→ Text provided
***
Also, this isn't the full spec. The real code reports parse errors (like recognizing the "1/" is an incomplete fraction) and if the value is out of range it uses the range boundary (so "-0.4" for input is treated as "0.0" and the complement is "1.0"), along with an error flag so the GUI can display the error message appropriately.

I suspect certain domains have higher performance than others. My normal use cases involve API calls, database calls, data transformation and AI fairly consistently does what I want. But in that space there are very repeatable patterns.

Also with your example above I probably would break the function down into smaller parts, for two reasons 1) you can more easily unit test the components; 2) generally I find AI performs better with more focused problems.

So I would probably first write a signature like this:

  # input examples = "1/2" "100" "0.6" "0.99999" "0.5E0" "nan"
  def string_ratio_to_decimal(text: str) -> number
Pasting that into Claude, without any other context, produces this result: https://claude.site/artifacts/58f1af0e-fe5b-4e72-89ba-aeebad...
> I probably would break the function down into smaller parts

Sure. Internally I have multiple functions. Though I don't like unit testing below the public API as it inhibits refactoring and gives false coverage feedback, so all my tests go through the main API.

> Pasting that into Claude, without any other context

The context is the important part. Like the context which says "0.5E0" and "nan" are specifically not supported, and how the calculations need to use decimal arithmetic, not IEEE 754 float64.
***
→ Extracted data
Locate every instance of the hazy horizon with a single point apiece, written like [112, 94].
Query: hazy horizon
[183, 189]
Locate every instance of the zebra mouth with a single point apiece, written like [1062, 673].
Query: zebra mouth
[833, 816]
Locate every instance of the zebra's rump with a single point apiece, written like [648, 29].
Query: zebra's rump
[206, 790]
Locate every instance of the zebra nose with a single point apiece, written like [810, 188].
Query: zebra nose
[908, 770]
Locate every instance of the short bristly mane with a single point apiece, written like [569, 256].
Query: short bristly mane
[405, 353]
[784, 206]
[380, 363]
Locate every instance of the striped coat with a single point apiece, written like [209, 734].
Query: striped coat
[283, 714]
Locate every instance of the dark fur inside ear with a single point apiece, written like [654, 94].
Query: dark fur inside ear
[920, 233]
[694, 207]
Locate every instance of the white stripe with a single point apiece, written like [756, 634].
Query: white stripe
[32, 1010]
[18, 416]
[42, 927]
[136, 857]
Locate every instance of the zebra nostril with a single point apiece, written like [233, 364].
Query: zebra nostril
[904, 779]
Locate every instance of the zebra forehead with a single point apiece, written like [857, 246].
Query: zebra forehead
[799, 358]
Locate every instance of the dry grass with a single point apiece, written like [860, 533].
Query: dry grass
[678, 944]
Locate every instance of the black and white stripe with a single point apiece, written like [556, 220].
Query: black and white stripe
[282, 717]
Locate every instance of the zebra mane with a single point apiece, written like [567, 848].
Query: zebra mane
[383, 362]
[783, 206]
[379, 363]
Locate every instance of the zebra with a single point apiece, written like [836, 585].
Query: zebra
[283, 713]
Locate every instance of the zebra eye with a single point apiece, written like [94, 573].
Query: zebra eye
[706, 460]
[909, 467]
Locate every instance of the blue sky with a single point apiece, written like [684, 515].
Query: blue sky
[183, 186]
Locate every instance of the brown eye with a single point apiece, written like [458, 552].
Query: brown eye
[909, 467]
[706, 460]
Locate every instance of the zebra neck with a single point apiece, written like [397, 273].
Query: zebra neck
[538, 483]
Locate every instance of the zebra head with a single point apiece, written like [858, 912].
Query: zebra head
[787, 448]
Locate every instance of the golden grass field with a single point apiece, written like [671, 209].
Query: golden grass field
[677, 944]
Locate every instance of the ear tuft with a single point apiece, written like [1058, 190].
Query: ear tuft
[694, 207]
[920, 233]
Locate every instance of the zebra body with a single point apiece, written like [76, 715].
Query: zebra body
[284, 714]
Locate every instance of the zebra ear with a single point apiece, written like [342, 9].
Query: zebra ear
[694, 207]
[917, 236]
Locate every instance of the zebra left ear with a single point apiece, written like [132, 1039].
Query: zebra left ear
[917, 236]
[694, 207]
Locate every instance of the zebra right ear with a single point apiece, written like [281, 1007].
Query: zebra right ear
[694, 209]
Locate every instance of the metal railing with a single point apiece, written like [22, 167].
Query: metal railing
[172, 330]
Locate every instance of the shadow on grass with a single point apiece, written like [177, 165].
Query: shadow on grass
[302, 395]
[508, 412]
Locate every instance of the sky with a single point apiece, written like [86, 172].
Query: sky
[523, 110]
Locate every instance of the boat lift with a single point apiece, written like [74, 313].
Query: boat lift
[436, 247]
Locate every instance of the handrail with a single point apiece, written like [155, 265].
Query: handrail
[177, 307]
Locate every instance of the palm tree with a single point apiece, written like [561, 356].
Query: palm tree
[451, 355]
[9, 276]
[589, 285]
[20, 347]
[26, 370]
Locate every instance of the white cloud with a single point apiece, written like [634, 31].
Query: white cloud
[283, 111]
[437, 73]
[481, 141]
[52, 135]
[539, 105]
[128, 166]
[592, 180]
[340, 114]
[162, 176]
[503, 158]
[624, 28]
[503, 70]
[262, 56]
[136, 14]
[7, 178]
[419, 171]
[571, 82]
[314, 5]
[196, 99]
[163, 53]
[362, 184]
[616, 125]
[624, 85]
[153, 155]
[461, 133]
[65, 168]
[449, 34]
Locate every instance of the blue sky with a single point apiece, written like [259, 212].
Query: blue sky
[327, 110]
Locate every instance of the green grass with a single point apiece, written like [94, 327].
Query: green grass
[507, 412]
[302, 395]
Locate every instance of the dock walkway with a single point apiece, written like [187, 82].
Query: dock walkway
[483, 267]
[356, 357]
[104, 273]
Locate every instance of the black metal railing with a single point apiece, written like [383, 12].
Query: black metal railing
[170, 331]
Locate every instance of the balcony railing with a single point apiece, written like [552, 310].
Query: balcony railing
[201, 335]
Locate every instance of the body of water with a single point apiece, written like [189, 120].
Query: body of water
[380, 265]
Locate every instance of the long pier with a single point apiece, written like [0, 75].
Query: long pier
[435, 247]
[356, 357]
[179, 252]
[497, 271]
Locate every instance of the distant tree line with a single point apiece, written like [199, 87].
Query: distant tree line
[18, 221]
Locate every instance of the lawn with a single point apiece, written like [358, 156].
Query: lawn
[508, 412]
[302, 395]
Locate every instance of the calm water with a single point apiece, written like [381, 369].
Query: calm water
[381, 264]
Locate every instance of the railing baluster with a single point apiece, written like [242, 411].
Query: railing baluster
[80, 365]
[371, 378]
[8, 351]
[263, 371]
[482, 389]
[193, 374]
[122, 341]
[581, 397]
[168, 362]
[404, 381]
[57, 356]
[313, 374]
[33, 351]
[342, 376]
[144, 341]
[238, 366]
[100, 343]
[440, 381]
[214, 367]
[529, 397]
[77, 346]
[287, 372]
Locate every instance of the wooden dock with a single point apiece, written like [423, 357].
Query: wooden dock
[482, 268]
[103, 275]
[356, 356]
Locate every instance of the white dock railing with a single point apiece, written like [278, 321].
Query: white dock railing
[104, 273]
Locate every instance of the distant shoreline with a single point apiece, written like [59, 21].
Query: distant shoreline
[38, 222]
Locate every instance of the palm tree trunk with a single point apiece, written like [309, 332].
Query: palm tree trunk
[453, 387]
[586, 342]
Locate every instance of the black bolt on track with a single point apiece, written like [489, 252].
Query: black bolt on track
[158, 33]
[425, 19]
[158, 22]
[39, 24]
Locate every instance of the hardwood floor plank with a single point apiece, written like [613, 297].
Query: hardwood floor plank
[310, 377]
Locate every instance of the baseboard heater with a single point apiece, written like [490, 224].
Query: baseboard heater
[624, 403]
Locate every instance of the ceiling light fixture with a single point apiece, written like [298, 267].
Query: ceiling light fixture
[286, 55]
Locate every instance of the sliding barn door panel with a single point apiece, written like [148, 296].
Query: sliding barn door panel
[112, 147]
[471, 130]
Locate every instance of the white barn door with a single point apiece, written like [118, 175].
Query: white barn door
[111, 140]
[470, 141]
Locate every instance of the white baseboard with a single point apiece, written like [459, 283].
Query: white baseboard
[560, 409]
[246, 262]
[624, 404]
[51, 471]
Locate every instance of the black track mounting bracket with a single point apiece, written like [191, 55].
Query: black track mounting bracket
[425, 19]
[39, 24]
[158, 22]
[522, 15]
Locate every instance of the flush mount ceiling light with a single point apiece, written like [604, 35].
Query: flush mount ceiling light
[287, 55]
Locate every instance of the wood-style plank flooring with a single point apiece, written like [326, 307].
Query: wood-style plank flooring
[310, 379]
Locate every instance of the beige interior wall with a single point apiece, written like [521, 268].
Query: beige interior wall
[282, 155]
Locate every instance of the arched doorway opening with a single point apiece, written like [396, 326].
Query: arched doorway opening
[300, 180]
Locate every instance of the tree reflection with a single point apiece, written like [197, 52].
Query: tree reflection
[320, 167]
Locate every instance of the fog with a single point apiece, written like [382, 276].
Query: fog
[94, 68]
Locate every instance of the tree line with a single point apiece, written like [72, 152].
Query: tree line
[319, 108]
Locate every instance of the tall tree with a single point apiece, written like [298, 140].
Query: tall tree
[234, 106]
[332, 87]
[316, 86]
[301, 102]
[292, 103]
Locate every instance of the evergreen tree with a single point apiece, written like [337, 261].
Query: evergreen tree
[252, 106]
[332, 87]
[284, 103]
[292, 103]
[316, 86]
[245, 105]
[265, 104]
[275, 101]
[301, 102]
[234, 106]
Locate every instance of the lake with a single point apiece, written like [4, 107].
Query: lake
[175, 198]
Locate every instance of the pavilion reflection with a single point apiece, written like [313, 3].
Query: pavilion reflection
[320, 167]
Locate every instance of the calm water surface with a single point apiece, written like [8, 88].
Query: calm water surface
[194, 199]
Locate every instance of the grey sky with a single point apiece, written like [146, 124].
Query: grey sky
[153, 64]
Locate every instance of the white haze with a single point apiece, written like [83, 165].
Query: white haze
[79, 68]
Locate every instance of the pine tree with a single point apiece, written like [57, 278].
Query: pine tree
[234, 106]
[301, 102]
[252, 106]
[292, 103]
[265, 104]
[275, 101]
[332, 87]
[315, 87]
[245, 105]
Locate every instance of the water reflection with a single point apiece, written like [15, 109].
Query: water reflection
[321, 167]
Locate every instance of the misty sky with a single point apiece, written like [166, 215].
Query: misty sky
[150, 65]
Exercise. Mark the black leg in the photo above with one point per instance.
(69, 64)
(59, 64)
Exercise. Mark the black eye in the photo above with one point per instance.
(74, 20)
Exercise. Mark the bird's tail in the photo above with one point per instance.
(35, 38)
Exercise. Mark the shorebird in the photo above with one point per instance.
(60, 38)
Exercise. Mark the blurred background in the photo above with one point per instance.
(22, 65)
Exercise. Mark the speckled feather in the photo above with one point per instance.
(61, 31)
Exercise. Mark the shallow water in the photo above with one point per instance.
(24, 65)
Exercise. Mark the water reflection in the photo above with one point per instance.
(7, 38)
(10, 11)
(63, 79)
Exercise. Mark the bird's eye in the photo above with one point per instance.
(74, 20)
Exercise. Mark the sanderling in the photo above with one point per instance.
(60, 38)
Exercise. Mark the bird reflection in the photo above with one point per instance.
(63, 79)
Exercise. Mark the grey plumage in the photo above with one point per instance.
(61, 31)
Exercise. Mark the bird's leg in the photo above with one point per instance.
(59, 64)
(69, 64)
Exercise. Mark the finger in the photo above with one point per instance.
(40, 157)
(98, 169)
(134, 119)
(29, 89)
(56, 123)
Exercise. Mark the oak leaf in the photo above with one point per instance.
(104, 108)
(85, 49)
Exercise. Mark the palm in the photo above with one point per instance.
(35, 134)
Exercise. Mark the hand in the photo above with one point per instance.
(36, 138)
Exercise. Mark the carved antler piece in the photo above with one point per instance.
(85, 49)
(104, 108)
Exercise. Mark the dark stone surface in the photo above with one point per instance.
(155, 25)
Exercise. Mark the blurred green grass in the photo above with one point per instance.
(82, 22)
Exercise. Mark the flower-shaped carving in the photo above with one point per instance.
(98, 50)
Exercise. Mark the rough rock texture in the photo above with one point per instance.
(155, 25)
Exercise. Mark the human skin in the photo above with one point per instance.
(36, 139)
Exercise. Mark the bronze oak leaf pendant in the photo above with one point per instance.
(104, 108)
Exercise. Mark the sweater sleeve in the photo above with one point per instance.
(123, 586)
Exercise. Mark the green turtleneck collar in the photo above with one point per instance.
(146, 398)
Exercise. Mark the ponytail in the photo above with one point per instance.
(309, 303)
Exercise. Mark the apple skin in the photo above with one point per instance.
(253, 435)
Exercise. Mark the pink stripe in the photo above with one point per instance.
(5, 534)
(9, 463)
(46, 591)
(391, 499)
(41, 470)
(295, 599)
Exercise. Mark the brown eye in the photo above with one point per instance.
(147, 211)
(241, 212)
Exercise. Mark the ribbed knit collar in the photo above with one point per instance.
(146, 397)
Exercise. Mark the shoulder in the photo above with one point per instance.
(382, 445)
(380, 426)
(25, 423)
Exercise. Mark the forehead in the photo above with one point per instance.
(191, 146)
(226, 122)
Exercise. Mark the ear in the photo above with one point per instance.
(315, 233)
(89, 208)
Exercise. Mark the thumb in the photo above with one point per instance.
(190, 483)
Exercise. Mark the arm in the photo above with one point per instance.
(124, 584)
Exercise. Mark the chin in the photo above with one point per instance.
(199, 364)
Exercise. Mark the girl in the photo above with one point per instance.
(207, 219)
***
→ Problems and tasks
- A) List every input example given in the comment line of the function signature in the ratio-parsing discussion above.
- B) Continue the ratio-parsing discussion above from where it stops.

→ Answers for the tasks
- A) "1/2", "100", "0.6", "0.99999", "0.5E0", "nan"

- B)
Also, the hard part is generating the complement with correct formatting, not parsing float-or-fraction, which is first-year CS assignment.

> # Handle special values

Python and C accept "Infinity" as an alternative to "Inf". The correct way is to defer to the underlying system then check if the returned value is infinite or a NaN. Which is what will happen here because when those string checks fail, and the check for "/" fails, it will correctly process through float().

Yes, this section isn't needed.

> # Handle empty string

My spec says the empty string is not an error.

> numerator, denominator = text.split("/"); num = float(numerator); den = float(denominator)

This allows "1.2/3.4" and "inf/nan", which were not in the input examples and therefore support for them should be interpreted as accidental scope creep.

They were also not part of the test suite, which means the tests cannot distinguish between these two clearly different implementations:

  num = float(numerator)
  den = float(denominator)
and:

  num = int(numerator)
  den = int(denominator)
Here's a version which follows the same style as the linked-to code, but is easier to understand:

    if not isinstance(text, str):
        return None
    
    # Remove whitespace
    text = text.strip()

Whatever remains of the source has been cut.